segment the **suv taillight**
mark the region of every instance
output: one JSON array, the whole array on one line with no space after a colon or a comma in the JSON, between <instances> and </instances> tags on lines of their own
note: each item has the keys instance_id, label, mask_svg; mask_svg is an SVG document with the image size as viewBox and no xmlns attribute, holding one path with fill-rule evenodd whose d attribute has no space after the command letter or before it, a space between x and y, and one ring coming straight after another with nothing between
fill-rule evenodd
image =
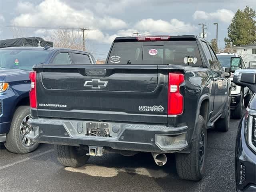
<instances>
[{"instance_id":1,"label":"suv taillight","mask_svg":"<svg viewBox=\"0 0 256 192\"><path fill-rule=\"evenodd\" d=\"M183 112L183 96L180 92L180 85L184 81L183 74L169 73L168 115L180 115Z\"/></svg>"},{"instance_id":2,"label":"suv taillight","mask_svg":"<svg viewBox=\"0 0 256 192\"><path fill-rule=\"evenodd\" d=\"M29 92L29 100L31 108L37 108L36 102L36 72L33 71L29 74L29 78L31 81L31 89Z\"/></svg>"}]
</instances>

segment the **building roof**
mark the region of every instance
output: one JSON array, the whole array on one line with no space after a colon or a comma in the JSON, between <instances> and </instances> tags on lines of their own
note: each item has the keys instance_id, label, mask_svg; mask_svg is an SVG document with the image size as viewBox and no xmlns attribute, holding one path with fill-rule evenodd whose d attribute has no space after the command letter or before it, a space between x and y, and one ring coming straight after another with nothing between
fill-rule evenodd
<instances>
[{"instance_id":1,"label":"building roof","mask_svg":"<svg viewBox=\"0 0 256 192\"><path fill-rule=\"evenodd\" d=\"M235 49L236 48L243 48L244 47L256 47L256 44L251 44L250 45L238 45L236 46L232 46L230 47L227 47L226 49Z\"/></svg>"},{"instance_id":2,"label":"building roof","mask_svg":"<svg viewBox=\"0 0 256 192\"><path fill-rule=\"evenodd\" d=\"M43 47L6 47L5 48L2 48L0 49L0 50L17 50L17 49L20 49L20 50L44 50ZM47 49L46 50L47 51L58 51L59 50L71 50L74 51L76 52L82 52L83 53L86 53L87 54L90 54L90 52L86 52L82 51L81 50L76 50L72 49L69 49L68 48L50 48L48 49Z\"/></svg>"}]
</instances>

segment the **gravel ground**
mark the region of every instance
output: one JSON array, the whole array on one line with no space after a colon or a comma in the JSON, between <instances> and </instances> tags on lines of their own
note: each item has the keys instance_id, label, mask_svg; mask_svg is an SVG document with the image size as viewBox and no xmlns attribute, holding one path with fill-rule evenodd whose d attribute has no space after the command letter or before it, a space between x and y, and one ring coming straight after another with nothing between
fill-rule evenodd
<instances>
[{"instance_id":1,"label":"gravel ground","mask_svg":"<svg viewBox=\"0 0 256 192\"><path fill-rule=\"evenodd\" d=\"M226 133L210 130L206 174L199 182L179 179L174 156L155 164L151 155L117 154L90 158L86 166L65 168L58 163L53 146L13 154L0 146L0 192L235 192L234 150L239 121L232 120Z\"/></svg>"}]
</instances>

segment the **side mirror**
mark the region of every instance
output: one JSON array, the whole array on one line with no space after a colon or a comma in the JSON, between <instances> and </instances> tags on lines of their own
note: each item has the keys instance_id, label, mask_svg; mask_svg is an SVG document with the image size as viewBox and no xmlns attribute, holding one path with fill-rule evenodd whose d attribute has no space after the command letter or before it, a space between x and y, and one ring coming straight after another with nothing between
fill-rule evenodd
<instances>
[{"instance_id":1,"label":"side mirror","mask_svg":"<svg viewBox=\"0 0 256 192\"><path fill-rule=\"evenodd\" d=\"M236 70L234 74L233 82L241 87L248 87L254 93L256 92L256 69Z\"/></svg>"},{"instance_id":2,"label":"side mirror","mask_svg":"<svg viewBox=\"0 0 256 192\"><path fill-rule=\"evenodd\" d=\"M225 68L225 72L226 73L230 73L231 72L231 68L230 67L226 67Z\"/></svg>"},{"instance_id":3,"label":"side mirror","mask_svg":"<svg viewBox=\"0 0 256 192\"><path fill-rule=\"evenodd\" d=\"M249 68L256 68L256 62L249 62Z\"/></svg>"},{"instance_id":4,"label":"side mirror","mask_svg":"<svg viewBox=\"0 0 256 192\"><path fill-rule=\"evenodd\" d=\"M230 59L230 67L231 72L234 73L237 69L241 68L242 58L240 57L231 57Z\"/></svg>"},{"instance_id":5,"label":"side mirror","mask_svg":"<svg viewBox=\"0 0 256 192\"><path fill-rule=\"evenodd\" d=\"M225 76L225 77L227 78L229 78L230 77L230 67L226 67L225 68L225 73L224 73L224 76Z\"/></svg>"}]
</instances>

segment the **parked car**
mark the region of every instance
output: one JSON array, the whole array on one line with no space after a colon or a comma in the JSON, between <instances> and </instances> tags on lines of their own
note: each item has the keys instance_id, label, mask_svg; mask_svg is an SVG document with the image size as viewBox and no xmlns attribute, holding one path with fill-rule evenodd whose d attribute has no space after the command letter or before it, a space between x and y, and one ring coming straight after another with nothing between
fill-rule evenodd
<instances>
[{"instance_id":1,"label":"parked car","mask_svg":"<svg viewBox=\"0 0 256 192\"><path fill-rule=\"evenodd\" d=\"M38 64L30 73L33 142L53 144L64 166L90 156L176 153L180 178L204 172L207 128L227 131L230 68L196 36L116 38L106 64Z\"/></svg>"},{"instance_id":2,"label":"parked car","mask_svg":"<svg viewBox=\"0 0 256 192\"><path fill-rule=\"evenodd\" d=\"M38 146L27 137L31 129L27 122L31 118L29 74L32 66L51 64L58 70L56 65L78 65L81 62L96 63L89 53L47 46L0 49L0 142L4 142L9 151L26 153Z\"/></svg>"},{"instance_id":3,"label":"parked car","mask_svg":"<svg viewBox=\"0 0 256 192\"><path fill-rule=\"evenodd\" d=\"M242 57L236 53L222 53L217 54L217 56L220 64L224 68L230 67L232 58L238 57L241 58L240 66L236 67L235 69L231 69L232 72L234 72L234 70L232 69L243 69L247 68ZM243 103L244 104L244 106L247 107L249 101L252 97L252 94L248 87L241 88L233 82L233 73L230 79L231 80L231 117L240 119L242 118L243 114Z\"/></svg>"},{"instance_id":4,"label":"parked car","mask_svg":"<svg viewBox=\"0 0 256 192\"><path fill-rule=\"evenodd\" d=\"M237 70L234 82L254 94L238 126L236 143L236 181L238 191L256 191L256 69Z\"/></svg>"}]
</instances>

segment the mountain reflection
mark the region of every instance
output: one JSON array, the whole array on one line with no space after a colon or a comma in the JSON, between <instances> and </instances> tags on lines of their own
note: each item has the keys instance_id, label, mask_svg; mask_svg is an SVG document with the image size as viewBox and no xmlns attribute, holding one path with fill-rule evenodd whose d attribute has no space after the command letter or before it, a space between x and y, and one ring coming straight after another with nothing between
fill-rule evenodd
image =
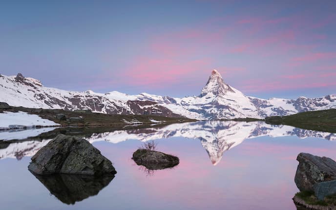
<instances>
[{"instance_id":1,"label":"mountain reflection","mask_svg":"<svg viewBox=\"0 0 336 210\"><path fill-rule=\"evenodd\" d=\"M63 174L46 176L33 174L52 194L68 205L98 194L114 178L114 176L95 177Z\"/></svg>"},{"instance_id":2,"label":"mountain reflection","mask_svg":"<svg viewBox=\"0 0 336 210\"><path fill-rule=\"evenodd\" d=\"M92 133L85 138L92 143L105 141L112 143L138 140L141 141L185 137L200 140L214 165L220 161L226 151L237 146L247 139L269 136L278 137L297 136L300 138L314 137L336 140L336 134L304 130L287 126L273 126L262 122L198 121L171 124L164 127L134 128ZM7 144L0 147L0 159L33 155L49 140L30 141Z\"/></svg>"}]
</instances>

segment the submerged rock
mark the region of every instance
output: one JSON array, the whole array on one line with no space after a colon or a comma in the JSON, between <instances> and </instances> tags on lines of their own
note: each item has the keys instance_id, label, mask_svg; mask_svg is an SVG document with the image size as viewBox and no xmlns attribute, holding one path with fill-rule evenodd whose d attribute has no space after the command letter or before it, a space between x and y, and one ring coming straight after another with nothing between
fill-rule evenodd
<instances>
[{"instance_id":1,"label":"submerged rock","mask_svg":"<svg viewBox=\"0 0 336 210\"><path fill-rule=\"evenodd\" d=\"M10 108L11 107L7 103L4 102L0 102L0 108L4 109Z\"/></svg>"},{"instance_id":2,"label":"submerged rock","mask_svg":"<svg viewBox=\"0 0 336 210\"><path fill-rule=\"evenodd\" d=\"M313 191L315 184L336 179L336 162L330 158L300 153L296 160L294 181L300 191Z\"/></svg>"},{"instance_id":3,"label":"submerged rock","mask_svg":"<svg viewBox=\"0 0 336 210\"><path fill-rule=\"evenodd\" d=\"M66 204L74 204L76 202L97 195L114 178L113 175L97 177L64 174L34 175L50 193Z\"/></svg>"},{"instance_id":4,"label":"submerged rock","mask_svg":"<svg viewBox=\"0 0 336 210\"><path fill-rule=\"evenodd\" d=\"M325 196L336 193L336 180L315 184L313 188L316 197L323 200Z\"/></svg>"},{"instance_id":5,"label":"submerged rock","mask_svg":"<svg viewBox=\"0 0 336 210\"><path fill-rule=\"evenodd\" d=\"M57 173L101 175L117 173L112 163L87 141L58 135L31 158L28 167L36 174Z\"/></svg>"},{"instance_id":6,"label":"submerged rock","mask_svg":"<svg viewBox=\"0 0 336 210\"><path fill-rule=\"evenodd\" d=\"M180 163L177 157L146 149L137 150L133 153L132 159L138 166L151 170L172 168Z\"/></svg>"}]
</instances>

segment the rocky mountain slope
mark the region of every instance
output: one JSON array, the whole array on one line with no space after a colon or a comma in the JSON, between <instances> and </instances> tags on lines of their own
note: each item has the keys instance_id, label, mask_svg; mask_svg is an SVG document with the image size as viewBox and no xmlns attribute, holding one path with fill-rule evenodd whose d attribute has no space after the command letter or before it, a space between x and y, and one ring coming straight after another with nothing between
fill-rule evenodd
<instances>
[{"instance_id":1,"label":"rocky mountain slope","mask_svg":"<svg viewBox=\"0 0 336 210\"><path fill-rule=\"evenodd\" d=\"M1 135L0 133L0 139ZM173 137L197 139L200 141L212 164L215 165L220 161L225 151L237 146L246 139L264 136L273 137L297 136L302 139L314 137L329 141L336 140L336 134L304 130L291 126L273 126L263 122L220 121L198 121L171 124L161 127L96 133L85 138L91 143L106 141L113 144L129 140L146 142ZM0 147L0 159L12 157L20 160L24 156L32 156L49 141L50 140L17 141L3 148ZM9 142L4 141L3 143Z\"/></svg>"},{"instance_id":2,"label":"rocky mountain slope","mask_svg":"<svg viewBox=\"0 0 336 210\"><path fill-rule=\"evenodd\" d=\"M0 75L0 102L32 108L89 109L108 114L185 116L199 120L264 118L298 112L336 108L336 94L296 100L269 100L246 96L225 84L215 70L198 96L182 98L147 93L129 95L117 91L98 93L44 87L35 79L21 74Z\"/></svg>"}]
</instances>

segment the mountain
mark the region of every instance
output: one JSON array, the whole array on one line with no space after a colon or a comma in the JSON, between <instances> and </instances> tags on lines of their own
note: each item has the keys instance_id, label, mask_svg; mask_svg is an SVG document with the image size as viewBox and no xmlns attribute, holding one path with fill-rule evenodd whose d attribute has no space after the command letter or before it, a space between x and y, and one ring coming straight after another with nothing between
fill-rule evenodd
<instances>
[{"instance_id":1,"label":"mountain","mask_svg":"<svg viewBox=\"0 0 336 210\"><path fill-rule=\"evenodd\" d=\"M34 130L31 131L34 132ZM0 139L0 136L1 133ZM28 134L27 136L29 136L31 135ZM263 122L247 123L221 121L197 121L171 124L161 127L92 133L87 135L85 139L91 143L106 141L113 144L129 140L146 142L173 137L198 139L209 155L211 163L216 165L226 151L237 146L246 139L264 136L272 137L297 136L302 139L315 137L329 141L336 140L336 134L304 130L291 126L273 126ZM19 141L0 147L0 159L11 157L20 160L24 156L33 156L49 141L51 140ZM10 142L6 141L2 143L4 145Z\"/></svg>"},{"instance_id":2,"label":"mountain","mask_svg":"<svg viewBox=\"0 0 336 210\"><path fill-rule=\"evenodd\" d=\"M213 70L198 96L182 98L146 93L129 95L117 91L98 93L44 87L38 80L0 75L0 102L32 108L90 109L108 114L145 114L199 120L264 118L336 108L336 94L296 100L269 100L245 96L225 83Z\"/></svg>"}]
</instances>

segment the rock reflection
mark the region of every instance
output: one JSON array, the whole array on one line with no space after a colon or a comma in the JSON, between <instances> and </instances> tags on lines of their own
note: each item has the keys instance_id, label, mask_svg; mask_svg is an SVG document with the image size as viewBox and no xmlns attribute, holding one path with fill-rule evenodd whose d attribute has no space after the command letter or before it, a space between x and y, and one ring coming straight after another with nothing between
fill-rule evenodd
<instances>
[{"instance_id":1,"label":"rock reflection","mask_svg":"<svg viewBox=\"0 0 336 210\"><path fill-rule=\"evenodd\" d=\"M98 194L114 178L114 176L96 177L63 174L43 176L33 174L52 194L68 205L74 204Z\"/></svg>"}]
</instances>

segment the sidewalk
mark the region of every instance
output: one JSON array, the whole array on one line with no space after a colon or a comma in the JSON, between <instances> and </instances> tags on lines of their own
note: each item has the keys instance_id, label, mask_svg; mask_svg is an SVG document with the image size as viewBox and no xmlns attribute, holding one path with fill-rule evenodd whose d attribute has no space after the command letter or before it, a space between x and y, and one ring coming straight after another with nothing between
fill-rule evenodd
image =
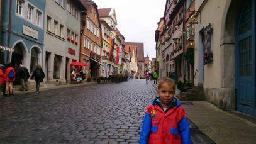
<instances>
[{"instance_id":1,"label":"sidewalk","mask_svg":"<svg viewBox=\"0 0 256 144\"><path fill-rule=\"evenodd\" d=\"M181 101L187 116L216 143L256 143L256 124L206 101ZM191 103L192 102L192 103Z\"/></svg>"},{"instance_id":2,"label":"sidewalk","mask_svg":"<svg viewBox=\"0 0 256 144\"><path fill-rule=\"evenodd\" d=\"M52 86L50 87L40 87L40 91L46 91L46 90L50 90L50 89L60 89L60 88L64 88L64 87L75 87L75 86L84 86L84 85L88 85L88 84L97 84L96 82L83 82L82 83L80 83L78 84L64 84L64 85L56 85L54 86ZM28 94L28 93L31 93L31 92L35 92L36 91L36 87L32 88L31 90L29 90L28 91L14 91L13 93L15 95L16 94Z\"/></svg>"}]
</instances>

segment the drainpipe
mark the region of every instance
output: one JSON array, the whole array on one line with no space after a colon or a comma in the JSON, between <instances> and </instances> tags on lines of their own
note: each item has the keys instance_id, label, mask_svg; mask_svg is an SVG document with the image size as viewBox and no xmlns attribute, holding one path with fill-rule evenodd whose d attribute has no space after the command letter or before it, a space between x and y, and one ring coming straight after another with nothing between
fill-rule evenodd
<instances>
[{"instance_id":1,"label":"drainpipe","mask_svg":"<svg viewBox=\"0 0 256 144\"><path fill-rule=\"evenodd\" d=\"M10 39L11 39L11 5L12 0L10 1L10 6L9 6L9 25L8 25L8 47L10 47ZM9 51L7 50L7 61L9 61Z\"/></svg>"},{"instance_id":2,"label":"drainpipe","mask_svg":"<svg viewBox=\"0 0 256 144\"><path fill-rule=\"evenodd\" d=\"M182 8L183 8L183 30L182 32L184 31L185 30L185 16L186 16L186 7L184 7L184 4L186 4L186 2L182 4ZM183 55L182 55L182 62L183 62L183 82L186 82L186 62L185 62L185 58L184 58L184 53L185 53L185 37L183 35L183 47L182 47L182 49L183 49Z\"/></svg>"}]
</instances>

▬▬▬▬▬▬▬▬▬▬

#### Required work:
Count the lines of the rows above that contain the string "segment", where case counts. Give only the number.

#### Problem solution:
12